AIM
Swap every "Drop one dot" in the material below for "Place a single dot" and give all the lines back with nothing else changed. Leave the pictures out of your answer.

INPUT FOR THIS TASK
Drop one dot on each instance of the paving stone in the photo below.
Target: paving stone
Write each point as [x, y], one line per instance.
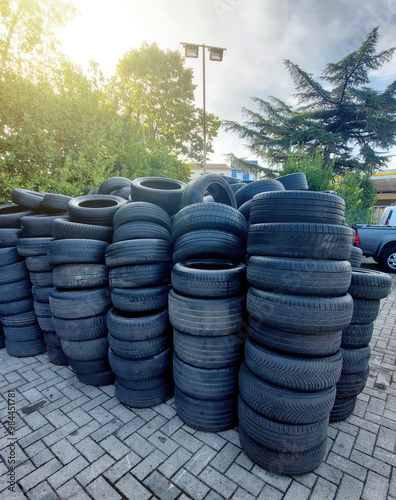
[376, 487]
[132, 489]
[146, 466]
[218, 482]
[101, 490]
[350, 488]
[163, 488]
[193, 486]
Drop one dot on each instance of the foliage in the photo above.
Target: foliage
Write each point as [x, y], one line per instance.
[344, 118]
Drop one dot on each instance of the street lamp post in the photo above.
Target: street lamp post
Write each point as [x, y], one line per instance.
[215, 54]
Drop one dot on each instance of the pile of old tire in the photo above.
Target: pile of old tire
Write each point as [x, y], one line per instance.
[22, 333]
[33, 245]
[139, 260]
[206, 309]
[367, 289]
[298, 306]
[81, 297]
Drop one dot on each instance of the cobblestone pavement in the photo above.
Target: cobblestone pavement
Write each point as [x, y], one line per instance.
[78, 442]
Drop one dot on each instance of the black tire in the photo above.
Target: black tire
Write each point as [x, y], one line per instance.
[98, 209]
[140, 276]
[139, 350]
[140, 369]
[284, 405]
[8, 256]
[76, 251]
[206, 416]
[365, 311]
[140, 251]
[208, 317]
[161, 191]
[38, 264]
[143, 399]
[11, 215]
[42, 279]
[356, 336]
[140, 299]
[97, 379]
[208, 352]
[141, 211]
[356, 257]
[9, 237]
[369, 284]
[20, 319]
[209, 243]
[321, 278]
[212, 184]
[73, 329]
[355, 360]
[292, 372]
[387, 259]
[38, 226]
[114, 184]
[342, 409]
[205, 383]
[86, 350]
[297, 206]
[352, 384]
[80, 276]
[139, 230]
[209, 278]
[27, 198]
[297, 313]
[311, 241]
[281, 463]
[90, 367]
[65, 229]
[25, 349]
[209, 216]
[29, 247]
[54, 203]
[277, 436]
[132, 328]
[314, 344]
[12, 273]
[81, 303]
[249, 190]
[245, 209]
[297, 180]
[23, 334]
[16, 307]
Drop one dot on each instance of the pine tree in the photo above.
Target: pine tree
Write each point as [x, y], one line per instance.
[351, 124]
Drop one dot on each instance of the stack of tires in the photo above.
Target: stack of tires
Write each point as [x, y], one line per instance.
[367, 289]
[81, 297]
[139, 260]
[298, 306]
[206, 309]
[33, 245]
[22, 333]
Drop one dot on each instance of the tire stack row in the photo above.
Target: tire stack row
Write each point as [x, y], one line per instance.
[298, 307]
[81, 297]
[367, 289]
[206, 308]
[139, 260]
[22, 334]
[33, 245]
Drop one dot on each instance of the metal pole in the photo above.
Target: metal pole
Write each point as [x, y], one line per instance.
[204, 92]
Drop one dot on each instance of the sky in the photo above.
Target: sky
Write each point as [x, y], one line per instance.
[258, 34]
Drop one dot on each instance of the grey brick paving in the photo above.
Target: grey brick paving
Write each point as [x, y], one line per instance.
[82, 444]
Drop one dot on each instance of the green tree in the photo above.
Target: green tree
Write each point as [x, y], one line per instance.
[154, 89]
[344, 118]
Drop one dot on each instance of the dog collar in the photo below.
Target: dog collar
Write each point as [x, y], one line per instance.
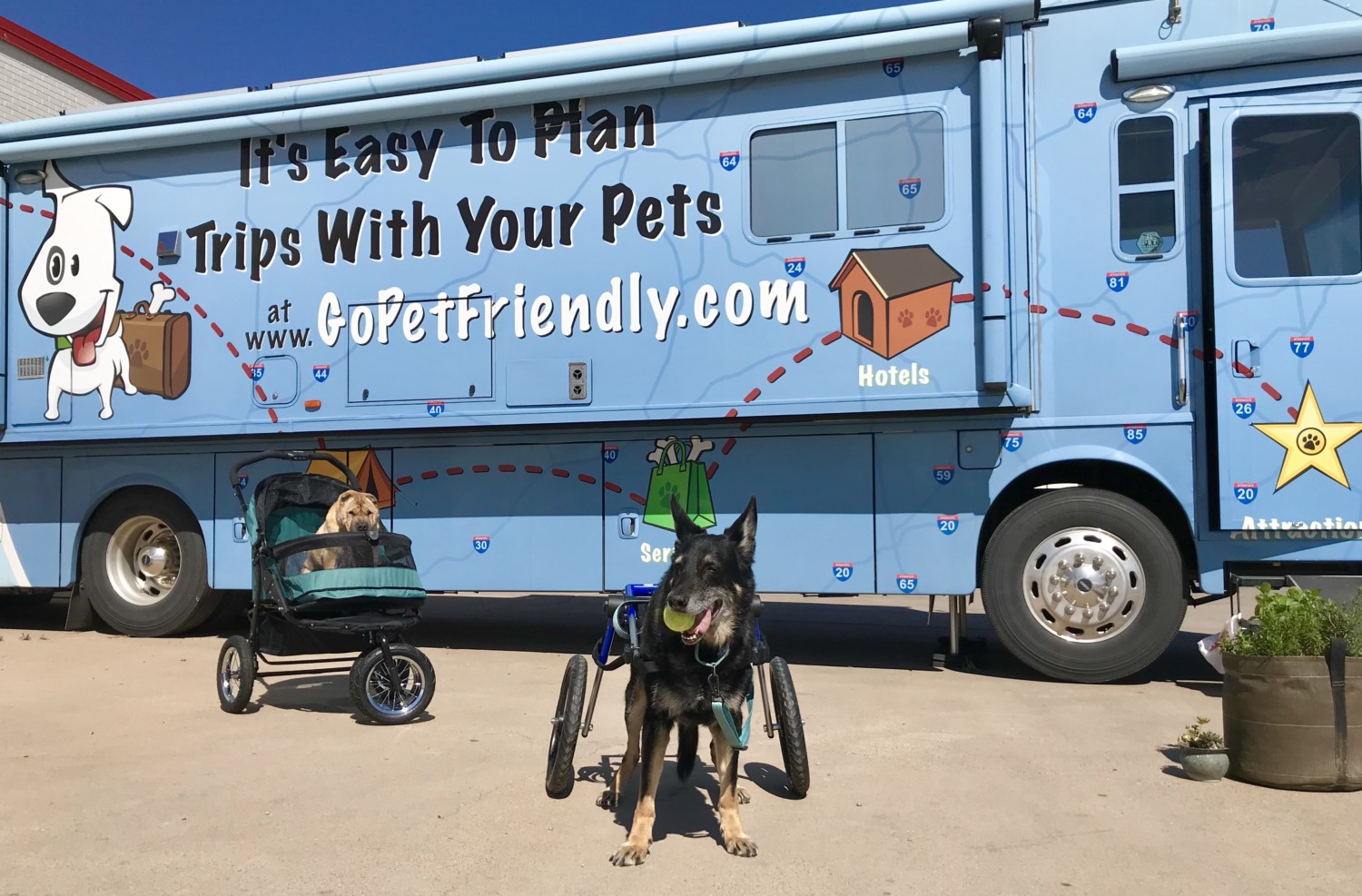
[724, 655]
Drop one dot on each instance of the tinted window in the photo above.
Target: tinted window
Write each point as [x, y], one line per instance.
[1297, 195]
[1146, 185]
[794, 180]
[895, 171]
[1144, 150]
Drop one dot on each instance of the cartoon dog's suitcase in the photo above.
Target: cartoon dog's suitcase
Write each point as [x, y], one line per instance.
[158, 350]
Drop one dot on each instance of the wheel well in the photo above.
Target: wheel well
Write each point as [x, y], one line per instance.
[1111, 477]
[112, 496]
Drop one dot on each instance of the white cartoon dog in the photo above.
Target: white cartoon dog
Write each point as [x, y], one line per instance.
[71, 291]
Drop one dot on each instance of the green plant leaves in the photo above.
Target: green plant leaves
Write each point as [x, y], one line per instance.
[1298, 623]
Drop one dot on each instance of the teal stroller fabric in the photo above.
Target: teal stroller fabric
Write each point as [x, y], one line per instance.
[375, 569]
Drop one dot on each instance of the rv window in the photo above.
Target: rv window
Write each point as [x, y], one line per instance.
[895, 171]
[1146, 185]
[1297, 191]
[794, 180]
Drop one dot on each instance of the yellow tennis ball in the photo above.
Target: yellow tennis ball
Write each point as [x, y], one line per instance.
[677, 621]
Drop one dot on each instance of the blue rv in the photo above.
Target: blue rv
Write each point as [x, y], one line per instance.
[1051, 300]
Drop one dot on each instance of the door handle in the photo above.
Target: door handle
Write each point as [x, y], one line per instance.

COMPLETE ANSWER
Place a single dot on each instance of the paving stone in the photo below.
Target: paving stone
Write each point as [x, y], one line per instance.
[376, 487]
[132, 489]
[146, 466]
[218, 482]
[101, 490]
[350, 488]
[163, 488]
[193, 486]
Place a single dot on each instance of the foliage in the photo above.
Target: foliage
Write each point as [x, y], one line per instance.
[344, 118]
Place a single dot on each instance of the street lamp post in the photo above.
Target: street lamp post
Write each point as [x, y], one line per instance.
[215, 54]
Place a single dot on each instance of the pile of old tire in the photo above.
Target: pile of old tire
Write each point as [x, y], one line per instance.
[22, 333]
[33, 245]
[139, 260]
[206, 309]
[367, 289]
[298, 306]
[81, 297]
Place a single dot on each instance of the cobblestone pavement in the photo above.
Target: cobblestone pavement
Write each point as [x, y], one line per instance.
[78, 442]
Place a single dot on each instance of the black tire in the photo above.
Target: black tire
Write each point as [x, y], one line per instance.
[98, 209]
[140, 276]
[139, 350]
[140, 369]
[284, 405]
[8, 256]
[76, 251]
[206, 416]
[365, 311]
[140, 251]
[208, 317]
[161, 191]
[38, 264]
[143, 399]
[11, 215]
[42, 279]
[356, 336]
[140, 299]
[97, 379]
[208, 352]
[141, 211]
[356, 257]
[9, 237]
[369, 284]
[20, 319]
[209, 243]
[321, 278]
[212, 184]
[73, 329]
[355, 360]
[292, 372]
[387, 259]
[38, 226]
[114, 184]
[342, 409]
[205, 383]
[86, 350]
[297, 206]
[352, 384]
[80, 276]
[139, 230]
[209, 278]
[27, 198]
[297, 313]
[311, 241]
[281, 463]
[90, 367]
[65, 229]
[25, 349]
[209, 216]
[29, 247]
[54, 203]
[277, 436]
[132, 328]
[314, 344]
[12, 273]
[81, 303]
[249, 190]
[245, 209]
[297, 180]
[23, 334]
[16, 307]
Place a single dot on each instance of the pine tree in the photo above.
Target: pine tree
Write each point as [x, y], one line per instance.
[351, 124]
Place a single dot on each instance of the stack of tires in the photo above.
Target: stack of tires
Write each point as [x, y], one line per instance.
[367, 289]
[81, 297]
[139, 260]
[298, 306]
[206, 309]
[33, 245]
[22, 333]
Place a single dot on each instance of the tire stack row in the photo above.
Target: tire stack row
Write each point as [x, y], one line per instance.
[298, 307]
[81, 297]
[367, 289]
[206, 308]
[139, 260]
[22, 334]
[33, 245]
Place a single dot on each instance of the metal pole in the photo above.
Target: metal pole
Write each point as [x, y], one line per instance.
[204, 92]
Place a single dot on each instance of the sky in the photo above.
Target: sky
Write each point as [x, y], one line per instance.
[258, 34]
Place a single dot on each instance of the grey brick paving in the photo above.
Target: grey brick paving
Write each point as [x, y], one line per instance.
[82, 444]
Place a single dot on each instance of the green tree in the photo above.
Target: green tree
Write each point as [x, y], one line per instance.
[154, 89]
[344, 118]
Place a single dot on each instance of the dog collar in the photo below.
Target: dog collar
Write each point as [x, y], one line per instance.
[724, 655]
Place a single dot on each instance of the tinted window in the photo above.
Target: tinted window
Write each point as [x, y], one line per instance.
[1297, 195]
[1146, 185]
[794, 180]
[895, 171]
[1144, 150]
Place a single dot on each instance of the cartoon dog's suitcase in the photo above.
Target: cartoon dog's suitcase
Write each point as [x, y], one line per instance.
[158, 350]
Place a single dot on each instance of the wheel well in the photo above.
Target: wheel well
Write each point as [x, y], one line per instance.
[1111, 477]
[112, 496]
Place a single dot on each instance of the white cartoon dog in the photo above.
Target: white cartoon dog
Write each point as [x, y], one line per instance.
[71, 291]
Place a single dot on each instance of the green plant leaves in the photo above.
Target: green plant leaves
Write each point as [x, y], one line per instance.
[1298, 623]
Place a single dot on each instance of the teal stroller fabric in the photo above.
Target: teal stroller fabric
Write each point as [x, y], one line per instance.
[375, 569]
Place a single dot on each instance of the rv window in the photo above.
Target: rv window
Write each point as [x, y], one line per instance.
[895, 171]
[1146, 185]
[1297, 191]
[794, 180]
Place a single dot on each instance of the yellow tennis ball in the photo above.
Target: yellow tennis ball
Write each point as [x, y], one line per instance.
[677, 621]
Place a single dot on each instance of the blue rv in the photo above.
Target: blue rv
Write each point as [x, y], one line per instance.
[1051, 300]
Place a single dot on each instance of the door handle in the photo above.
Target: door handle
Write each point as [x, y], one line per instance.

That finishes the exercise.